◆ **提示本文**:
_____
アイメイト協会の和田優海さん(右)と、同協会の歩行指導員・野島玲子さん(左)【撮影=三佐和隆士】


協会の成り立ちと歩み

――まずは、アイメイト協会の成り立ちについて教えていただけますか?
【和田さん】当協会は「盲導犬の父」と呼ばれる塩屋賢一が創設した、日本で最も歴史と実績のある盲導犬育成団体です。塩屋は、自らアイマスクをつけて見えない状態で生活し、愛犬アスターとともに試行錯誤を繰り返して、1949年に盲導犬の訓練方法を確立しました。

アイメイト協会の創設者・塩屋賢一さんと愛犬のアスター【提供=公益財団法人アイメイト協会】


――ご自身の体験から方法を生み出されたんですね。
_____
◆ **指示内容 1**:
アイメイト協会についての本文をもとに、次の問いに答えてください。
(a) 野島玲子さんは同協会でどのような役職に就いていますか。
(b) 塩屋賢一は何と呼ばれていますか。
(c) 塩屋が盲導犬の訓練方法を確立したのは何年ですか。

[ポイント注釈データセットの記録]
_____
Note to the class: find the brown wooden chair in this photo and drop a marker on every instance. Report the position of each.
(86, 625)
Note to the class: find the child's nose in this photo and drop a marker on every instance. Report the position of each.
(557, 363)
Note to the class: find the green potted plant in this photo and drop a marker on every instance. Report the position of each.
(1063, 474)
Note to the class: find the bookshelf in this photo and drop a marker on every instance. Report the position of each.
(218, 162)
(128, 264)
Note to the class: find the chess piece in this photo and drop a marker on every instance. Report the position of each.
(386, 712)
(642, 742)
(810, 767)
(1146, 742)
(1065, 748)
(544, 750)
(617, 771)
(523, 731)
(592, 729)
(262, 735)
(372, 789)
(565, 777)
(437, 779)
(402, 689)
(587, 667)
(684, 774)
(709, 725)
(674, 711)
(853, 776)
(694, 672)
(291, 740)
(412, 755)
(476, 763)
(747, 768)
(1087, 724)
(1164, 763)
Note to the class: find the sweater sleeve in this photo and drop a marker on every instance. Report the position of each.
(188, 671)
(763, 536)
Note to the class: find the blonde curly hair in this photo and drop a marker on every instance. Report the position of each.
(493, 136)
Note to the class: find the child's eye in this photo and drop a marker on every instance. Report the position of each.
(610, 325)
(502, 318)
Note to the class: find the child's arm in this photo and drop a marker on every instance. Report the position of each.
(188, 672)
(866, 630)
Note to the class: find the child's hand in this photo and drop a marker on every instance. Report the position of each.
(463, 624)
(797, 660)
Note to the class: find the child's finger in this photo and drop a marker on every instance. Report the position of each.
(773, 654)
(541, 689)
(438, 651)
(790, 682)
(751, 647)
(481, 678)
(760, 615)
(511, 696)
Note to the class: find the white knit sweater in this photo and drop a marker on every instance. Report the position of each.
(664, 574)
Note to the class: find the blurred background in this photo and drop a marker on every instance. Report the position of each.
_____
◆ **指示内容 2**: 記録のうち、「Note to the class: find the child's arm」を含む行から記録の最後までを、「child's」を「kid's」に置き換えて書き直してください。それ以外は一切変えないでください。

◆ **正しい結果 1**:
(a) 歩行指導員
(b) 「盲導犬の父」
(c) 1949年

◆ **正しい結果 2**:
Note to the class: find the kid's arm in this photo and drop a marker on every instance. Report the position of each.
(188, 672)
(866, 630)
Note to the class: find the kid's hand in this photo and drop a marker on every instance. Report the position of each.
(463, 624)
(797, 660)
Note to the class: find the kid's finger in this photo and drop a marker on every instance. Report the position of each.
(773, 654)
(541, 689)
(438, 651)
(790, 682)
(751, 647)
(481, 678)
(760, 615)
(511, 696)
Note to the class: find the white knit sweater in this photo and drop a marker on every instance. Report the position of each.
(664, 574)
Note to the class: find the blurred background in this photo and drop a marker on every instance. Report the position of each.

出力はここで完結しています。